● **Instructions for the task**
Copy out word for word the lines of the records below, starting with the line that contains "Wildlife-tally request: point out every instance of the sunset" and continuing through the last line of the records.

● **Dataset records**

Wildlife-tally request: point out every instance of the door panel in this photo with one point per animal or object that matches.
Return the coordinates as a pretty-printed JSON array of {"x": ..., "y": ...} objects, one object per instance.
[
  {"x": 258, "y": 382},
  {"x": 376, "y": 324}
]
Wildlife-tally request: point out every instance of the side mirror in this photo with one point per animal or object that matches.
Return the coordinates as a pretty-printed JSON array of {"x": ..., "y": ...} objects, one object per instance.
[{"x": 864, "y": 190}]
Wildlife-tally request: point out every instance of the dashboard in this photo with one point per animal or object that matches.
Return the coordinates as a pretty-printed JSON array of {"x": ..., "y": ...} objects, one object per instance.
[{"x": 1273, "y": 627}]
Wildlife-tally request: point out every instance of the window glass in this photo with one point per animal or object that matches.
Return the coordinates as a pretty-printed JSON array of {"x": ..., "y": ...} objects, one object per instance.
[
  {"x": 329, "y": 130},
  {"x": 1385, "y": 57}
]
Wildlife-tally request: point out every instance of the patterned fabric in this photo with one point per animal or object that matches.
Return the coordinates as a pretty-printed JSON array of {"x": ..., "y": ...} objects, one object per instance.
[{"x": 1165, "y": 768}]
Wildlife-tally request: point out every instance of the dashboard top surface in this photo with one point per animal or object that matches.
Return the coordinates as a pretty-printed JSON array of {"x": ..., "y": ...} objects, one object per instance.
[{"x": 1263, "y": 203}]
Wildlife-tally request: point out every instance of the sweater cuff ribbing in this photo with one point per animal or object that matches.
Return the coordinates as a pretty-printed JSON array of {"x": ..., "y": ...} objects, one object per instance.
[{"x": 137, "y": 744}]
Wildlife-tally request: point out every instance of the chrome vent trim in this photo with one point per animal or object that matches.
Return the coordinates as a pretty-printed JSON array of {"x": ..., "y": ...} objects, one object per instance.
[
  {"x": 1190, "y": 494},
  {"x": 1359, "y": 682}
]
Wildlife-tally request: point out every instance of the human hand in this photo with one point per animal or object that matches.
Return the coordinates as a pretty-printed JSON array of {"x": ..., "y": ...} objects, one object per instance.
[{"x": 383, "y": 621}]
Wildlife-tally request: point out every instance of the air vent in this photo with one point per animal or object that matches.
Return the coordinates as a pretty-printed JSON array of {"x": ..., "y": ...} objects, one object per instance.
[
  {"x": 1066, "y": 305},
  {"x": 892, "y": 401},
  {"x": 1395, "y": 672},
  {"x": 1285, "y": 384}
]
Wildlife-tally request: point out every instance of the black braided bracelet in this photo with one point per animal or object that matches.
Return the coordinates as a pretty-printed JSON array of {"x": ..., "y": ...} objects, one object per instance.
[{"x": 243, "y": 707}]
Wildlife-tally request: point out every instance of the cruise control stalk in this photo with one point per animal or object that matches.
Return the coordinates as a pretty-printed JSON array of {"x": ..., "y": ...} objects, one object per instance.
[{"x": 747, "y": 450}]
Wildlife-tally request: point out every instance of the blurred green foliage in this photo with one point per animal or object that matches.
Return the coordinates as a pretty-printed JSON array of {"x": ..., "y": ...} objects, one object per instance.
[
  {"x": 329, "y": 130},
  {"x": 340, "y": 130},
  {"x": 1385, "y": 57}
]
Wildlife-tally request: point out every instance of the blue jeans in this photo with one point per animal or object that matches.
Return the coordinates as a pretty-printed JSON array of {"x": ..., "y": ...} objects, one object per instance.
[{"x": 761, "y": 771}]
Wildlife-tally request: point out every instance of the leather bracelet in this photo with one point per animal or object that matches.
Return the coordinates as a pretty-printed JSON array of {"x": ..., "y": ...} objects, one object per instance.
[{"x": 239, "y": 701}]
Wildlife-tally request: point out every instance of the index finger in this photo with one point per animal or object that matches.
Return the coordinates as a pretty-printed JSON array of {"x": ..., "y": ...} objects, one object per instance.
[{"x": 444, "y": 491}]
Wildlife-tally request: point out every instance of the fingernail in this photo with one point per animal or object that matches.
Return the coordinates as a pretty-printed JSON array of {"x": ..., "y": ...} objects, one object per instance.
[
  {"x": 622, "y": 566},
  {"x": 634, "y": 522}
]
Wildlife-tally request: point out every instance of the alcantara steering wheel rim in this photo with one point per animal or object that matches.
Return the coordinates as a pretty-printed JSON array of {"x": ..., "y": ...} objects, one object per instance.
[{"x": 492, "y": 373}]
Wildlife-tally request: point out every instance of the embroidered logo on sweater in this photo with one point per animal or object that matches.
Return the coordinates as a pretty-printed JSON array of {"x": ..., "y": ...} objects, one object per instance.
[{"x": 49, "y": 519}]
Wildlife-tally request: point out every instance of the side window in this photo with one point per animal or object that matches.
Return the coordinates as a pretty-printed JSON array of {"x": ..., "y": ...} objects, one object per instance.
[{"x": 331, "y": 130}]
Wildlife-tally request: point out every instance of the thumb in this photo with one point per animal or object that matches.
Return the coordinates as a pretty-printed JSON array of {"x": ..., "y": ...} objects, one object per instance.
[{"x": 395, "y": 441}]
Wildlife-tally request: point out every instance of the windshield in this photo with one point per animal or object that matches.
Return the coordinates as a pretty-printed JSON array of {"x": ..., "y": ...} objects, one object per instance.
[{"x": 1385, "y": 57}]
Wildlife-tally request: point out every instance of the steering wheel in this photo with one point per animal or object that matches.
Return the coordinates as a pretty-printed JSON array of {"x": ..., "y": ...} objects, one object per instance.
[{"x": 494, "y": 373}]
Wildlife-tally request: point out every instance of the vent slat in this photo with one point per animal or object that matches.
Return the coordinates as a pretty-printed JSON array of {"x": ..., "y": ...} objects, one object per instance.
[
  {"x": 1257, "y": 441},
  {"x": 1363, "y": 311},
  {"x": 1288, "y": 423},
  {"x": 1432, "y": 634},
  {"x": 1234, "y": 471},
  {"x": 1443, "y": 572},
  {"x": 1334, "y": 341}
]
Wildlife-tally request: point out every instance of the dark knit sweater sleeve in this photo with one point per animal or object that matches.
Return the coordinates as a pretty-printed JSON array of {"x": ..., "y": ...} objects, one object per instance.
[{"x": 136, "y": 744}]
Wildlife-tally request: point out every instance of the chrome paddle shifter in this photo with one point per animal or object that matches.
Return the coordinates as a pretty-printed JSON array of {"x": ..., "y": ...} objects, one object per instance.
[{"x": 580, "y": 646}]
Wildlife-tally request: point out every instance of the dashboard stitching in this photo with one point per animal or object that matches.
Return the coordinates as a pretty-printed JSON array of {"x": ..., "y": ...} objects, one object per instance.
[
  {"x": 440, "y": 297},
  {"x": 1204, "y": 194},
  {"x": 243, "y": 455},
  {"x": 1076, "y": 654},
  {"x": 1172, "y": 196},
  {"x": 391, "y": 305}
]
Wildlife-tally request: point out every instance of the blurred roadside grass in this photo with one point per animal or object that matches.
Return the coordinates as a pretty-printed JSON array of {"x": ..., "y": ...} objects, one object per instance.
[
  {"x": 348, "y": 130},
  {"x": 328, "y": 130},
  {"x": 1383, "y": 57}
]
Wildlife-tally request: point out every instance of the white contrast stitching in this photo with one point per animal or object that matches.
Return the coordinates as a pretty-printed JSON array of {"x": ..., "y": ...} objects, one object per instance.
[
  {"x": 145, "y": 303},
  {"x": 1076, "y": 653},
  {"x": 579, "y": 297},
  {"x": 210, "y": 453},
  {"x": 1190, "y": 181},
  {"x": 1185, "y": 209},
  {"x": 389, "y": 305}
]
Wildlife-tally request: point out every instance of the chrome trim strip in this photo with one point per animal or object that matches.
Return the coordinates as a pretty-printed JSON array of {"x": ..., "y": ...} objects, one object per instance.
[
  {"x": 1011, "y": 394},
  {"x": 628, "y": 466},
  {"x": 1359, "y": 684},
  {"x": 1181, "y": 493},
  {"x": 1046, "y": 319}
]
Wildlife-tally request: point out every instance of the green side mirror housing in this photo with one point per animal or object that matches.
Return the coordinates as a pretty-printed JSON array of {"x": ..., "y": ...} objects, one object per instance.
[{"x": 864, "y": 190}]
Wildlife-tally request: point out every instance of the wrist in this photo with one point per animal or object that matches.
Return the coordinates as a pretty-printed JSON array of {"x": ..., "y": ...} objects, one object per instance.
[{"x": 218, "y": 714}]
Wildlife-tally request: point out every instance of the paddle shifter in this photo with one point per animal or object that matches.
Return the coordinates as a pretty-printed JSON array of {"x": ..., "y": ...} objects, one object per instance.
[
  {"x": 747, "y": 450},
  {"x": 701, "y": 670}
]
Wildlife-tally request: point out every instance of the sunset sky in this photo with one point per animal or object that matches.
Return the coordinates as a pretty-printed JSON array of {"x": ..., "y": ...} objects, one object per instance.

● **Solution to the exercise**
Wildlife-tally request: point out every instance of the sunset sky in this photo with one point per animal or object that matches.
Return the coordinates as a pretty-printed JSON array of {"x": ..., "y": ...} objects, one object per instance.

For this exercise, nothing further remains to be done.